## Text for analysis
########################################
It’s rare for a sequel to outdo the original.  It’s even rarer when the third film in the series is also strong.  That’s just what happened with Phantasm III: Lord Of The Dead in 1994.  Mike and Reggie continue to hunt the mysterious Tall Man.  Scrimm delivers another powerful performance, breathing life back into one of horrors most underrated characters.  (Fun Fact:  Apart from reprising his role as The Tall Man, Angus Scrimm also plays the part of the doctor who opens Mike’s eye to check his pupil with a mini-torch in the opening sequence.  The nurse next to him is played by Kathy Lester, who portrayed “Lady in Lavender” in Phantasm)


The mid-nineties were filled with brief cameo appearances.  1996 saw Scrimm play the Man In Grey in Fatal Frames – Fotogrammi mortali and the High Elder in the straight to video Vampirella.  In 1997 he narrated the opening of Wishmaster which starred three other horror icons in Robert Englund, Kane Hodder and Tony Todd.


In 1998 audiences were thrilled to see a new entry into the Phantasm series with Scrimm once again reprising his role as The Tall Man in Phantasm IV: Oblivion.  This, for me personally, is the weakest link in the series.  Time travelling to discover the origins of The Tall Man isn’t exactly a thrilling premise.  It does, however, begin from where part three finished, thus giving it a continuation feel.  It’s enjoyable but doesn’t hold a candle to what had come before it.


The early 2000’s saw Scrimm playing minor roles, including a stint in an episode of The Nightmare Room in 2001, Masters of Horror in 2005 and was heavily featured as Calvin McCullough in the TV series Alias.  He did star in Satanic alongside fellow horror icon Jeffrey Combs in 2006.  A poor film to say the least, Satanic can only be recommended for background noise at best.  Thankfully that same year, Scrimm starred in Automatons which faired a bit better among audiences.  The low-tech FX film was a breath of fresh air and I found it to be rather enjoyable.  If you can get your hands on it, it’s worth the watch.


2008 saw Scrimm return to the horror-comedy route with I Sell The Dead.  It was a fantastic cast with a great idea but it lacked…. Something.  I personally didn’t feel a connection to the film.  It was a dark comedy that ran at a snail’s pace.  I felt like if it was better paced and the humor wasn’t so hit and miss, it might have become a cult classic.


In 2010 Scrimm teamed up again with Reggie Bannister to star in Satan Hates You.  A great independent movie effort with a great cast and had the feel of a 1970’s grindhouse film.  I’m not normally one to recommend religious films, but this is worth it.  While religion is the film’s premise, it doesn’t push it upon the audience.  It’s a great film if you take it for what it is.


2012 bought us John Dies At The End, which had Scrimm appearing as Father Shellnut.  I’ll be honest, I love this film.  I prefer the book, but the film is adequate.  This film takes a mindbendingly outlandish premise, which through the course of events, and some wonderful obtuse lateral thinking, persuades the audience that it’s perfectly likely to be true.
########################################
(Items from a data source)
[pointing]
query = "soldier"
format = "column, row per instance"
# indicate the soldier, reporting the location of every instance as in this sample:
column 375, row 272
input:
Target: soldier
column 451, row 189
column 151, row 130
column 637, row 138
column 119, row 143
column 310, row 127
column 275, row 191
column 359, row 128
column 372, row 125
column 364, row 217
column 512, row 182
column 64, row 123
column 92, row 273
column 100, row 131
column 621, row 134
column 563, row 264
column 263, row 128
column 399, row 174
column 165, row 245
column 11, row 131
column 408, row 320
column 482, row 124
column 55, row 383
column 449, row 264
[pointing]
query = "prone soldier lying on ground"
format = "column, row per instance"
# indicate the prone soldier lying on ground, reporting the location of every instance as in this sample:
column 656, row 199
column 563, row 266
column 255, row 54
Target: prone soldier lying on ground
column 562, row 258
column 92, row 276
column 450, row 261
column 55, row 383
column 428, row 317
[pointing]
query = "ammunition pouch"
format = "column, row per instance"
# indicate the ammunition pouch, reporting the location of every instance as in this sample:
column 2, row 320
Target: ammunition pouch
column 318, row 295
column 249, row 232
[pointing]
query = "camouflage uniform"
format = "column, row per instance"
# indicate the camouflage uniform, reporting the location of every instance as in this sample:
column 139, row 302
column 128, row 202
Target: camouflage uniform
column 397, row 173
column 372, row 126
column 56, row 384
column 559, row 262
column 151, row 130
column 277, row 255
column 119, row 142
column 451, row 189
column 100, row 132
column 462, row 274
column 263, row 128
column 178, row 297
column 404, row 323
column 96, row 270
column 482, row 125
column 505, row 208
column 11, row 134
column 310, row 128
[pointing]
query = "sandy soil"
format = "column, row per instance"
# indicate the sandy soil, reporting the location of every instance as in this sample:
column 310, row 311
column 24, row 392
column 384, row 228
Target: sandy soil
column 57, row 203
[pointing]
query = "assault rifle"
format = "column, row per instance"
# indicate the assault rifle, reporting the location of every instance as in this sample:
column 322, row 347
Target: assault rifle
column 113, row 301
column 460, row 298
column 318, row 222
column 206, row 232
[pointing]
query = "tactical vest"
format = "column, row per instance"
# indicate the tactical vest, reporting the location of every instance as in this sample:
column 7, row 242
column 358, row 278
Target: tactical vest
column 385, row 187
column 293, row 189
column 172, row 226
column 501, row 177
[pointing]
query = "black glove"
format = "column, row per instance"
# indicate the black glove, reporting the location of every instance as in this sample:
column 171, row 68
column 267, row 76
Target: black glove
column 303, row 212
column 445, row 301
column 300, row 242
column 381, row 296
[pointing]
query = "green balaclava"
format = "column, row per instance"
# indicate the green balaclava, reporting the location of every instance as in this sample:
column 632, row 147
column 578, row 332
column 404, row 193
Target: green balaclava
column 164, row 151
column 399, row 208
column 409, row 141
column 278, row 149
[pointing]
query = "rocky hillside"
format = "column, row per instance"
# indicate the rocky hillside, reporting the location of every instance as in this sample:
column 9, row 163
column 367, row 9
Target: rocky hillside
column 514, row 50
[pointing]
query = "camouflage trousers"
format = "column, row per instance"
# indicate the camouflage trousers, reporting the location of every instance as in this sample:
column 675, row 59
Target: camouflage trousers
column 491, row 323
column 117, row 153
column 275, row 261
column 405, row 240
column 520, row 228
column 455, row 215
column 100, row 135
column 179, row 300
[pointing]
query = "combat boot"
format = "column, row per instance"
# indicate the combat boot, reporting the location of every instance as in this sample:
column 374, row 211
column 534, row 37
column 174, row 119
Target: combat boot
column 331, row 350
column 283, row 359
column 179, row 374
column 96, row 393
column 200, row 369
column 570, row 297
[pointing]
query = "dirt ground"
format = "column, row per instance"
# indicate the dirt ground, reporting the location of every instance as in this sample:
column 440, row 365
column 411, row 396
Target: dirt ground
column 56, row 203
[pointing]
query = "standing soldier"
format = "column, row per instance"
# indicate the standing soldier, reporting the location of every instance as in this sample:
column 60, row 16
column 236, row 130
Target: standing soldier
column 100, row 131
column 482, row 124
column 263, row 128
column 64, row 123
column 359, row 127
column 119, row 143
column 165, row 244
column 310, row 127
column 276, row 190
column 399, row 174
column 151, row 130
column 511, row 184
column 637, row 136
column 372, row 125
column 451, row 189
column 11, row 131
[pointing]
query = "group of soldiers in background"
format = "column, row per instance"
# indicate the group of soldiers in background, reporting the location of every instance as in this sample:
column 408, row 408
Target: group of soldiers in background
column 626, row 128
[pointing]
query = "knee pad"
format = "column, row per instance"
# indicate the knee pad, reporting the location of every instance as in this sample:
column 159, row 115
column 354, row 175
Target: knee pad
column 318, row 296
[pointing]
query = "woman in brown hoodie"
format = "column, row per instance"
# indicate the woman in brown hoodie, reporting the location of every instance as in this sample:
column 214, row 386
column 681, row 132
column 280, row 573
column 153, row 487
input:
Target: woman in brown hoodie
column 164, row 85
########################################
## Tasks for this exercise
a: Please quote the passage on Angus Scrimm's films between "In 2010 Scrimm" and "what it is.", inclusive.
b: Answer these questions using the passage on Angus Scrimm's films:
(i) Who portrayed "Lady in Lavender" in Phantasm?
(ii) In what year did Scrimm narrate the opening of Wishmaster?
(iii) What character did Scrimm play in John Dies At The End?

## Your responses
a:
In 2010 Scrimm teamed up again with Reggie Bannister to star in Satan Hates You.  A great independent movie effort with a great cast and had the feel of a 1970’s grindhouse film.  I’m not normally one to recommend religious films, but this is worth it.  While religion is the film’s premise, it doesn’t push it upon the audience.  It’s a great film if you take it for what it is.

b:
(i) Kathy Lester
(ii) 1997
(iii) Father Shellnut